• **Texto de referência**
Coordenação Regional dos Estudantes de Direito do Rio de Janeiro

Rio de Janeiro -

Quem Somos | Campanhas | Estatuto | Contato   

 
  ERED
    Apresentação
    Dinâmica do Encontro
    Programação
    Pacotes e Pontos de Venda
 
  Artigos
    Ana Lúcia S. Enne
    Cristina Rauter
    Edson Passetti
    Fernanda Maria da Costa
    João Ricardo W Dornelles
    Lolita Aniyar de Castro
    Louk Hulsman
    Luis Eduardo Soares
    Marcelo Freixo
    Maria Lúcia Karam
    Regina Neri
    Silvia Ramos
    Sylvia Moretzsohn
 
 
 

ESTADO PENAL E A CRIMINALIZAÇÃO DOS MOVIMENTOS SOCIAIS



Fernanda Maria da Costa Vieira

(adv. do MST, professora da UFRJ)

 

No dia 4 de janeiro, o Jornal do Brasil noticiou a prisão de um grupo de moradores de rua que se reuniam numa praça pública no bairro do Leblon, um dos mais caros de nosso Estado, para terem uma aula de artesanato ao ar livre. Enquanto aguardavam pelos professores, uma equipe da 14ª DP levou-os presos em flagrante,  tipificados posteriormente em formação de quadrilha.
 

Tal cena vem se tornando cada vez mais corriqueira em nosso cenário e traduz com perfeição o crescente processo de penalização da miséria - uma necessidade estrutural do atual modo de produção capitalista de cunho neoliberal.
 

A redução do Estado de Bem-Estar Social e a fragilização do Estado-Nação, marca do ideário neoliberal, vem empurrando massas humanas para a exclusão social: crescem os sem teto, os sem emprego, os sem terra. Incapaz de fornecer respostas no plano das políticas sociais, o Estado oferece a esses setores marginalizados apenas o braço forte da sua política de segurança.
 

Como nos alerta Loïc Wacquant, a redução do Estado de Bem-Estar Social, promovida pelas políticas neoliberais, foi acompanhada pelo crescimento do Estado penal e policial, como uma necessidade de fortalecimento dos vínculos de controle social diante de uma população cada vez mais miserável.
 

Nessa lógica de penalização da pobreza e da redução da ação estatal em termos de políticas sociais, novas categorias são compreendidas como “perigosas”, em particular, as que acabam exercendo sua cidadania através de ações de enfrentamento à ordem legal estabelecida, exigindo novos mecanismos de controle social, no qual o Poder Judiciário vem  exercendo  papel fundante.
 

Tal processo de criminalização e controle vem se dando de forma mais agressiva  com relação ao MST e aos trabalhadores ambulantes. Em ambos os casos a tipificação penal é o de formação de quadrilha, que revela uma reorientação no sentido de se retirar da visibilidade pública o debate sobre a predatória estrutura fundiária de nosso país, marcado por um vergonhoso índice de concentração de terras; o direito legítimo ao trabalho; a ruptura com o sagrado direito à propriedade privada; a democratização da gestão do espaço público (uma das vertentes levantadas pelos trabalhadores ambulantes) e da garantia da dignidade da pessoa humana.

• **Material apresentado**
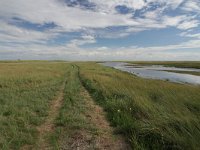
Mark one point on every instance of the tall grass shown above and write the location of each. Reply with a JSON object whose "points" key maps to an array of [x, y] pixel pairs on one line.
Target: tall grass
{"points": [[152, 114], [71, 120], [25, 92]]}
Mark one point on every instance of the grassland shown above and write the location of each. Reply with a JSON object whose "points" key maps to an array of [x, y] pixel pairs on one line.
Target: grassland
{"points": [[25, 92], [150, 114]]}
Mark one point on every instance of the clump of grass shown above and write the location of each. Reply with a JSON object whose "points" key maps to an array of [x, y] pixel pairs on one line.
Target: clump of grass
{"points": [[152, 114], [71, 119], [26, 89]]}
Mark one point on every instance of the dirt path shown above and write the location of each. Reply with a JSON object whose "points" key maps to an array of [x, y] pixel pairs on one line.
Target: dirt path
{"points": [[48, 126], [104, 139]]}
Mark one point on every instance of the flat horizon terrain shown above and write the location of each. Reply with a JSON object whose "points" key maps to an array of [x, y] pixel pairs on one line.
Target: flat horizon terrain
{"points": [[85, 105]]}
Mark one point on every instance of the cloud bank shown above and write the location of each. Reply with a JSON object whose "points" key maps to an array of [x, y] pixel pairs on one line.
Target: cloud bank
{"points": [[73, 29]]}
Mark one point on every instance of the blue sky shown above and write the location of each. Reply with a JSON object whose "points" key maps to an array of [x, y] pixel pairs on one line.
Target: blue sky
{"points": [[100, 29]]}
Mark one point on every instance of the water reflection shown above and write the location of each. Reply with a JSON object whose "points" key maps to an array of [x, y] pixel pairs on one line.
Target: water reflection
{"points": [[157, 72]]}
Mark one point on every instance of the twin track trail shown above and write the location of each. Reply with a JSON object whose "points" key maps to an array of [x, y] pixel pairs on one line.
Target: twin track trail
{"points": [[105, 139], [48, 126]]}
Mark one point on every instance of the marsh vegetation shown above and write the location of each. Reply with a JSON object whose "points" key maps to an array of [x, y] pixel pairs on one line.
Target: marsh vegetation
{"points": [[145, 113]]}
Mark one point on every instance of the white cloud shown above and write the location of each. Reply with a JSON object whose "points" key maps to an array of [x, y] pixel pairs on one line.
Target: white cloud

• **O que se pede**
A. Copie, do texto sobre o Estado penal, todo o trecho que vai desde "No dia 4 de" até "de cunho neoliberal.".
B. Escreva o que vem a seguir no texto sobre o Estado penal, começando logo depois da última frase apresentada.

• **Respostas das tarefas**
A.
No dia 4 de janeiro, o Jornal do Brasil noticiou a prisão de um grupo de moradores de rua que se reuniam numa praça pública no bairro do Leblon, um dos mais caros de nosso Estado, para terem uma aula de artesanato ao ar livre. Enquanto aguardavam pelos professores, uma equipe da 14ª DP levou-os presos em flagrante,  tipificados posteriormente em formação de quadrilha.
 

Tal cena vem se tornando cada vez mais corriqueira em nosso cenário e traduz com perfeição o crescente processo de penalização da miséria - uma necessidade estrutural do atual modo de produção capitalista de cunho neoliberal.

B.
 

Não podemos nos furtar em analisar o papel que o Judiciário vem desempenhando na sustentação dessa hegemonia conservadora, que aponta para um recrudescimento dos discursos da lei e da ordem como forma de contenção das massas empobrecidas. 
 

Ao analisarmos algumas decisões, bem como, denúncias promovidas pelo Ministério Público, nos conflitos envolvendo o MST, fica demonstrado a atualidade do trabalho efetuado pelo Desembargador Sérgio Verani, do Tribunal de Justiça do Rio de Janeiro, em seu livro “Assassinatos em nome da lei”, que buscava demonstrar o papel ideológico do Poder Judiciário na sedimentação da exclusão  e do exercício de controle social sobre as camadas mais baixas de nosso extrato social, legitimando o extermínio por parte dos agentes policiais desses setores excluídos,  sempre em nome da segurança da sociedade.
 

Hoje em nome da mesma segurança social, joga-se esses refugos humanos, como nos lembra Bauman, no sistema carcerário, com a mesma facilidade em que se arquivava os processos de extermínio nas décadas de 70  e 80.
 

Esse crescimento do sentimento de insegurança, que se potencializou com a redução das políticas de proteção social, com o rebaixamento salarial e com o aumento das taxas de desemprego, gerou um terreno propício para as políticas de criminalização da miséria, com o conseqüente encarceramento dos miseráveis.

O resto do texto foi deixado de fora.